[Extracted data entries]

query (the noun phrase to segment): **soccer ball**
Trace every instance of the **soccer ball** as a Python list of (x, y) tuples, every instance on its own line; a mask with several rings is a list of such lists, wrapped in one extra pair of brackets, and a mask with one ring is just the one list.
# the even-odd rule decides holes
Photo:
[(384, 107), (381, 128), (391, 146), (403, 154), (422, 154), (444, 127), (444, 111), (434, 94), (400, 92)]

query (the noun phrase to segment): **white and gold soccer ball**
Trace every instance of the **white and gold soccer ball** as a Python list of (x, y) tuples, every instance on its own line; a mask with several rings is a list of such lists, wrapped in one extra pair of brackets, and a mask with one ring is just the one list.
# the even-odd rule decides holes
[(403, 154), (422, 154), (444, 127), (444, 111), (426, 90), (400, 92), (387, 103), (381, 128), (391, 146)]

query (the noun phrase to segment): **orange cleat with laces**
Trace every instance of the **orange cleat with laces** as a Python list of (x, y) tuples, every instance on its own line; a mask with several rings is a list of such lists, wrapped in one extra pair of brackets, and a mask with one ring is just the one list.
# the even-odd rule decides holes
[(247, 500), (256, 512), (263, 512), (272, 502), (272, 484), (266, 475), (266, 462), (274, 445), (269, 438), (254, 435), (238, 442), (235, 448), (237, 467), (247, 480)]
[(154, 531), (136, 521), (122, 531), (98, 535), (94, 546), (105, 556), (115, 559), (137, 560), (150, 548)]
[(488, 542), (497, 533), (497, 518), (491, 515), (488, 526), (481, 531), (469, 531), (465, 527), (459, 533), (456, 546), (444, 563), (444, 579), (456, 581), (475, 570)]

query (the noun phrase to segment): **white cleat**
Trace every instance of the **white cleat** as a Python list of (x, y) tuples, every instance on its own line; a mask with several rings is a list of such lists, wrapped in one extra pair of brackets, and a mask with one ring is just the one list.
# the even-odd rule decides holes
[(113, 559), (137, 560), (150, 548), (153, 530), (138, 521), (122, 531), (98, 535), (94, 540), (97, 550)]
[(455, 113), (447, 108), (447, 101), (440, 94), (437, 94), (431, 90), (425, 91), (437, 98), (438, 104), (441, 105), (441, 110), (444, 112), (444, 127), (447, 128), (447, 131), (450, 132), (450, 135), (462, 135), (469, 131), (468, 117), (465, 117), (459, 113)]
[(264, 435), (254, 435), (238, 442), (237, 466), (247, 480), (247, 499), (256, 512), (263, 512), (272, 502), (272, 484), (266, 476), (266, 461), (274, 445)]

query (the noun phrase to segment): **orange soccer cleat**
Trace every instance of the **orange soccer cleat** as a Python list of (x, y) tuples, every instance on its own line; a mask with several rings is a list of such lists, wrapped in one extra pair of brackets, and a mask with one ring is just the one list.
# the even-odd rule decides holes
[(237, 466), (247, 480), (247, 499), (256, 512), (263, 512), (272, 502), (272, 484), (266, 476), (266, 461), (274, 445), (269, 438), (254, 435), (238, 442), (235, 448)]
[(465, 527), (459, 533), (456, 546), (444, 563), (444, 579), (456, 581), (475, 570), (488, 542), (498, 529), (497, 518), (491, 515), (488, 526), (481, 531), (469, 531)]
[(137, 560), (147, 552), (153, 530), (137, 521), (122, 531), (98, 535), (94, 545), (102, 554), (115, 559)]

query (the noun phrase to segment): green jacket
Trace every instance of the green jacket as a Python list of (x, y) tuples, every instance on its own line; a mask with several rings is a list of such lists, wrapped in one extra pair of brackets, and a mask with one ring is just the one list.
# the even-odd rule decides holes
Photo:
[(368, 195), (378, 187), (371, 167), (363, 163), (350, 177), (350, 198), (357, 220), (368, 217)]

> ACTIVITY: Which lines in the data hold the string "green"? Copy each of them.

> RESPONSE AREA:
query (the noun phrase to segment): green jacket
Trace every instance of the green jacket as a Python list of (x, y) tuples, every instance on its own line; a mask with several rings is a list of such lists, wrapped in one extra pair of brackets, and a mask with one ring is just the one list.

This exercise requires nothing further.